WHAT TO DO —
Transcribe the material below exactly as it appears.

RECORD SET —

* * *

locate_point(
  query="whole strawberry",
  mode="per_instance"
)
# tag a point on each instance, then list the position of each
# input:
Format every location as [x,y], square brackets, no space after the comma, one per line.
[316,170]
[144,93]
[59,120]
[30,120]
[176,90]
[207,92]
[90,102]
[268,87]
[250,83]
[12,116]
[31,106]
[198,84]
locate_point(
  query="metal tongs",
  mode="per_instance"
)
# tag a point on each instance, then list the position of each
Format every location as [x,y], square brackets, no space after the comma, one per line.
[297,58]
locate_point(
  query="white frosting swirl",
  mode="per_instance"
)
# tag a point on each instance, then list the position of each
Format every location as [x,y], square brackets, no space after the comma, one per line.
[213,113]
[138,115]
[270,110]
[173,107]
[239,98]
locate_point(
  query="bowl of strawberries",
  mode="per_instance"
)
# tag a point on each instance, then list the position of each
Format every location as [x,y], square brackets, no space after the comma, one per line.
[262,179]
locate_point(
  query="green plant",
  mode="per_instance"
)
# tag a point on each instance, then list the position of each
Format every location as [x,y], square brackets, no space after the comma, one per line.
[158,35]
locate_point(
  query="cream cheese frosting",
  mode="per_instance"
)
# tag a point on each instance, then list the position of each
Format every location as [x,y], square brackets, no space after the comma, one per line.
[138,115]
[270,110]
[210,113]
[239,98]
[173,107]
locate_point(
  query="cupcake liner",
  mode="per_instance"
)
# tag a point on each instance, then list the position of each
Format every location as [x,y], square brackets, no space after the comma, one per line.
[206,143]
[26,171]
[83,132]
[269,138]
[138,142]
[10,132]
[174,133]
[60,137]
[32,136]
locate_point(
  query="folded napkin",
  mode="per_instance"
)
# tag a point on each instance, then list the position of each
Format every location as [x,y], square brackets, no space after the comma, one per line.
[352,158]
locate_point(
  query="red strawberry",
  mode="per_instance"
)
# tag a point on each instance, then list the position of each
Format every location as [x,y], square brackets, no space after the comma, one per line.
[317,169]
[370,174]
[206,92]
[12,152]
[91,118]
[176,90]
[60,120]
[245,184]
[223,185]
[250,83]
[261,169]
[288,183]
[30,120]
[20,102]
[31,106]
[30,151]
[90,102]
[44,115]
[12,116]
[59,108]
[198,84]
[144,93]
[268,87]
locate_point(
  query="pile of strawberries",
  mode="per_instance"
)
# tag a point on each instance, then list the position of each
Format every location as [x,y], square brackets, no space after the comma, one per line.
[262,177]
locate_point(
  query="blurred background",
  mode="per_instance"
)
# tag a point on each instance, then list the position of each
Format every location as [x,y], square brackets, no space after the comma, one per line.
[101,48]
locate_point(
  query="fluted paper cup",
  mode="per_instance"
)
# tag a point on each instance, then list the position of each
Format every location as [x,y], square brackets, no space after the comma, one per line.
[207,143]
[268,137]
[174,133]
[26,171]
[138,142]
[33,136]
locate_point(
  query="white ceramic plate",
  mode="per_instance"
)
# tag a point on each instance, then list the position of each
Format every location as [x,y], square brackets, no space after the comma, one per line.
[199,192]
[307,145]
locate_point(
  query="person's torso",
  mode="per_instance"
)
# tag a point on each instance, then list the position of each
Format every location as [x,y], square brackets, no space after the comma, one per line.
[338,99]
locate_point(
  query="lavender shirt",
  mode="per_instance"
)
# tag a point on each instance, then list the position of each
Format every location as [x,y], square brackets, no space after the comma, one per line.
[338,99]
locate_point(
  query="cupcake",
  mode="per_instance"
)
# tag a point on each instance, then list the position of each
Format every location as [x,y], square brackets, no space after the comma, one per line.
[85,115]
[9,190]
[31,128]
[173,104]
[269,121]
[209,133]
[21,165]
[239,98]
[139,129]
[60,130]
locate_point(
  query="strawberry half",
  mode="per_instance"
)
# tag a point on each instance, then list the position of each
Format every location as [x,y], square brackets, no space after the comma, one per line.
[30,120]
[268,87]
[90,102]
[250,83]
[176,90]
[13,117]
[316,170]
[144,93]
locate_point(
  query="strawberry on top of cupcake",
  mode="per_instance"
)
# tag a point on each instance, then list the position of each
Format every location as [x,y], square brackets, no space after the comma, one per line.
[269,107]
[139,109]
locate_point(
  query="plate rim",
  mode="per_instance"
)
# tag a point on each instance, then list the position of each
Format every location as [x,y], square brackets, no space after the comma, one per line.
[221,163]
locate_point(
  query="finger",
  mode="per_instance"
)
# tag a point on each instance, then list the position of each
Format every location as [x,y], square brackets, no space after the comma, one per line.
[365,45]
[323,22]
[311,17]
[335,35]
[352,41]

* * *

THE COMPLETED TASK —
locate_point(
  query="whole strawberry",
  mode="per_instance"
)
# tag a point on each instance, then list the position of each
# input:
Format every location as [x,y], square brackets, no space after the comma, one per line.
[316,170]
[144,93]
[59,120]
[30,120]
[176,90]
[207,92]
[90,102]
[268,87]
[250,83]
[12,116]
[31,106]
[198,84]
locate_point(
  query="metal tongs",
  mode="per_instance"
)
# tag a point on each instance, then list the position of each
Format every location as [x,y], square brackets, no space after the comma, one per line.
[297,58]
locate_point(
  query="white frosting swirl",
  mode="per_instance"
)
# tag a point on each instance, then list the position of each
Format every location as [x,y], square brackets, no space after the comma, one per line.
[213,113]
[138,115]
[270,110]
[173,107]
[239,98]
locate_point(
  query="bowl of strawberries",
  mode="per_instance"
)
# tag a point on each instance, then list the position of each
Format every location as [x,y], square brackets, no space after the comma, one per line.
[262,179]
locate_point(
  query="green plant",
  mode="per_instance"
)
# tag a point on each instance, then list the position of each
Format every location as [x,y], square brackets, no space after the comma, one per line.
[158,35]
locate_point(
  query="cream cheese frosting",
  mode="per_instance"
)
# tag a point on each instance, then list the position of each
Format every location as [x,y], square brackets, no space after the comma, one per line.
[138,115]
[270,110]
[210,113]
[239,98]
[173,107]
locate_point(
  query="cupcake liner",
  mode="per_instance"
)
# tag a point on each instance, then list the position of each
Format every location as [x,y], square brackets, no space after the comma, one per line.
[206,143]
[26,171]
[83,132]
[269,138]
[138,142]
[10,132]
[174,133]
[60,137]
[32,136]
locate_point(
  query="folded napkin",
  mode="per_instance"
)
# tag a point on each instance, then list the position of each
Format every location as [x,y], square brackets, no space after the comma, one per line.
[352,158]
locate_point(
  query="red strawberry",
  mode="per_instance"
)
# tag a point on each instance, then list the position of each
Format every location as [x,y], square brackets, no space after the comma, one per line.
[317,169]
[370,174]
[206,92]
[12,152]
[91,118]
[176,90]
[60,120]
[245,184]
[223,185]
[250,83]
[261,169]
[288,183]
[30,120]
[20,102]
[31,106]
[30,151]
[90,102]
[44,115]
[12,116]
[59,108]
[198,84]
[144,93]
[268,87]
locate_point(
  query="pile of strawberries",
  mode="per_instance"
)
# tag a point on each instance, then list the position of each
Format every location as [x,y], square brackets, no space after the comma, one per line.
[262,177]
locate_point(
  query="blurred background",
  mode="per_instance"
)
# tag a point on each instance, then list the position of each
Format every location as [x,y], square brackets, no space after the comma, one per line.
[101,48]
locate_point(
  query="fluted paper cup",
  mode="per_instance"
)
# tag a point on each instance, then list the position of each
Format every location as [x,y], square brackets, no space after the comma, one per line.
[207,143]
[268,137]
[174,133]
[26,171]
[138,142]
[33,136]
locate_point(
  query="white ceramic plate",
  mode="per_instance"
)
# tag a point on each instance, then list the position of each
Format every location as [x,y], square brackets, no space after the comma, one per line.
[199,192]
[307,145]
locate_point(
  query="person's torso",
  mode="per_instance"
)
# tag a point on each instance, then list the position of each
Format every location as [x,y], square brackets, no space after the comma, one per line.
[338,99]
locate_point(
  query="lavender shirt",
  mode="per_instance"
)
# tag a point on each instance, then list the position of each
Format every location as [x,y], square brackets, no space after the comma, one per line.
[338,99]
locate_point(
  query="cupcake",
  mode="per_instance"
)
# tag a point on each instance, then list the position of each
Format every location as [x,y], square brackets, no space after the comma, one per line.
[85,115]
[9,190]
[31,128]
[173,104]
[269,121]
[209,133]
[21,165]
[239,98]
[139,129]
[60,130]
locate_point(
  query="strawberry half",
  mode="per_instance"
)
# tag a point on each instance, then list the position of each
Format every location as [x,y], square brackets, no space after the comma, one per line.
[30,120]
[268,87]
[90,102]
[250,83]
[176,90]
[13,117]
[316,170]
[144,93]
locate_point(
  query="strawberry on top of cupcake",
  mode="per_instance"
)
# tag a point on each instance, then list the position of each
Format every location as [x,y], square brackets, no space after the comma, one per line.
[269,107]
[139,109]
locate_point(
  query="plate rim",
  mode="per_instance"
)
# tag a point on each instance, then list the position of each
Format every location as [x,y], square brackets, no space after the comma, one per line.
[221,163]
locate_point(
  query="finger",
  mode="per_instance"
)
# tag a point on each instance, then list the position of each
Format every location as [x,y], square brackets, no space after the comma, one per line.
[365,45]
[323,22]
[311,17]
[335,35]
[352,41]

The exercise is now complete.